● **Written request**
Give back exactly the lines that run from the line containing "Which region of this scan contains the wall?" through the end of the listing below. Leave out every other line.
--- Record list ---
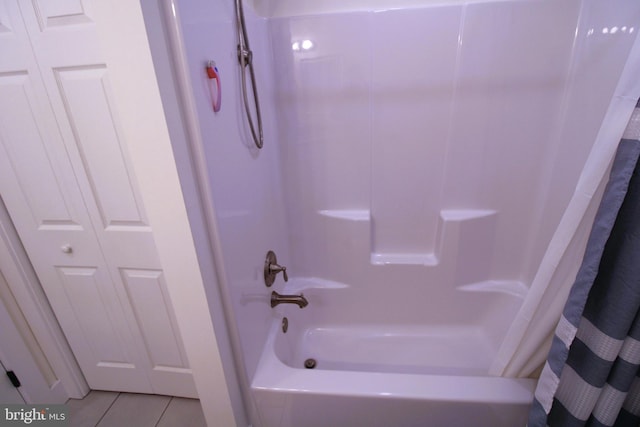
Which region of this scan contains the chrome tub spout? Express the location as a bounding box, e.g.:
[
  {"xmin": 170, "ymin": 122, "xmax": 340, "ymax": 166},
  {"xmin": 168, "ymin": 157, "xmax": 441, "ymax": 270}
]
[{"xmin": 271, "ymin": 291, "xmax": 309, "ymax": 308}]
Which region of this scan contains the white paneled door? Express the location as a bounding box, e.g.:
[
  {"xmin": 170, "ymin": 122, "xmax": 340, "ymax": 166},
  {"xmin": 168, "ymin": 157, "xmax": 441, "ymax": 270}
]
[{"xmin": 0, "ymin": 0, "xmax": 196, "ymax": 397}]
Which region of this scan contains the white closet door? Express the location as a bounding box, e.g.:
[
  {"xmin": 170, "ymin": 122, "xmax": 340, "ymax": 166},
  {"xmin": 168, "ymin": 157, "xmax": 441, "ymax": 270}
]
[{"xmin": 0, "ymin": 0, "xmax": 196, "ymax": 397}]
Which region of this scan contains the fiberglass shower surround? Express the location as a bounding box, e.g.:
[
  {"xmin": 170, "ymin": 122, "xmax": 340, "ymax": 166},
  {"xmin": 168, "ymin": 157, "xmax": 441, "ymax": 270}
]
[{"xmin": 161, "ymin": 0, "xmax": 640, "ymax": 427}]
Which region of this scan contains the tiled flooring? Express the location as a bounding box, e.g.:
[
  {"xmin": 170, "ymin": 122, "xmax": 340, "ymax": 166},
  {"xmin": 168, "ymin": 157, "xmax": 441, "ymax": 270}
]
[{"xmin": 67, "ymin": 390, "xmax": 207, "ymax": 427}]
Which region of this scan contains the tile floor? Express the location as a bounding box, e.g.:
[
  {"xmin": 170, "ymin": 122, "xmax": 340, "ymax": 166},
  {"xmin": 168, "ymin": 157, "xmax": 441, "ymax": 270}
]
[{"xmin": 67, "ymin": 390, "xmax": 207, "ymax": 427}]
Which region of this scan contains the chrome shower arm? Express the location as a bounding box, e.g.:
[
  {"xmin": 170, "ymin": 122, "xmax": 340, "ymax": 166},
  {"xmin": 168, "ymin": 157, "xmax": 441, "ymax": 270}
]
[{"xmin": 235, "ymin": 0, "xmax": 264, "ymax": 149}]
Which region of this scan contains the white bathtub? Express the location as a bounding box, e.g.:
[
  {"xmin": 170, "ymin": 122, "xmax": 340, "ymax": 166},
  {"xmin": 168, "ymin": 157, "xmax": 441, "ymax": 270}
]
[{"xmin": 252, "ymin": 279, "xmax": 535, "ymax": 427}]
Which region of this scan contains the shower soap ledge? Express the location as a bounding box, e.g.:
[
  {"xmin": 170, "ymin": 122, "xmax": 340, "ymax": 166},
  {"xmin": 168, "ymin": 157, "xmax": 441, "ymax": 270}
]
[
  {"xmin": 371, "ymin": 252, "xmax": 439, "ymax": 266},
  {"xmin": 318, "ymin": 209, "xmax": 371, "ymax": 221}
]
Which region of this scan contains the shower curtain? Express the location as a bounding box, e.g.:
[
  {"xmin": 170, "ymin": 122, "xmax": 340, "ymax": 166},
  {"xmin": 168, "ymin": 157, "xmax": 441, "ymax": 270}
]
[{"xmin": 528, "ymin": 123, "xmax": 640, "ymax": 427}]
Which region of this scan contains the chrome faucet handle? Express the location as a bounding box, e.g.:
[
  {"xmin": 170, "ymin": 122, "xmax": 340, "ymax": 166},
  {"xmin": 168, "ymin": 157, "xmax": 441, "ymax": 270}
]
[
  {"xmin": 264, "ymin": 251, "xmax": 289, "ymax": 287},
  {"xmin": 269, "ymin": 264, "xmax": 289, "ymax": 282}
]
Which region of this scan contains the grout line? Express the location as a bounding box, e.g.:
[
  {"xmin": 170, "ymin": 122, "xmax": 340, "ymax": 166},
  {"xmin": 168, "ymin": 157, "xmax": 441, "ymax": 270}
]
[
  {"xmin": 156, "ymin": 396, "xmax": 174, "ymax": 427},
  {"xmin": 95, "ymin": 393, "xmax": 122, "ymax": 427}
]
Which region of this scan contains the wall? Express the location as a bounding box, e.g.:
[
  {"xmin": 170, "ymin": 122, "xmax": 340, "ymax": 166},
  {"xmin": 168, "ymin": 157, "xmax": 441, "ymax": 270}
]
[
  {"xmin": 268, "ymin": 0, "xmax": 638, "ymax": 294},
  {"xmin": 145, "ymin": 1, "xmax": 288, "ymax": 424}
]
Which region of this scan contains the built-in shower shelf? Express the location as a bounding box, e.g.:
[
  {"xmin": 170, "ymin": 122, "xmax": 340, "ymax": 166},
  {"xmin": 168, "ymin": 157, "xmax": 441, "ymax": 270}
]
[
  {"xmin": 456, "ymin": 280, "xmax": 529, "ymax": 299},
  {"xmin": 284, "ymin": 277, "xmax": 349, "ymax": 293},
  {"xmin": 371, "ymin": 253, "xmax": 438, "ymax": 266},
  {"xmin": 318, "ymin": 209, "xmax": 371, "ymax": 221}
]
---
● **Correct response**
Which region of this scan contains the wall? Express the location as a bounding box, e.g.:
[
  {"xmin": 170, "ymin": 122, "xmax": 340, "ymax": 166},
  {"xmin": 168, "ymin": 157, "xmax": 441, "ymax": 270}
]
[
  {"xmin": 268, "ymin": 0, "xmax": 638, "ymax": 294},
  {"xmin": 145, "ymin": 1, "xmax": 288, "ymax": 424}
]
Which region of this scan contains the built-in shower shelf? Express the location as a bounding box, e.g.:
[
  {"xmin": 170, "ymin": 122, "xmax": 340, "ymax": 166},
  {"xmin": 168, "ymin": 157, "xmax": 441, "ymax": 270}
]
[
  {"xmin": 456, "ymin": 280, "xmax": 529, "ymax": 299},
  {"xmin": 284, "ymin": 277, "xmax": 349, "ymax": 293},
  {"xmin": 371, "ymin": 253, "xmax": 438, "ymax": 266},
  {"xmin": 318, "ymin": 209, "xmax": 371, "ymax": 221}
]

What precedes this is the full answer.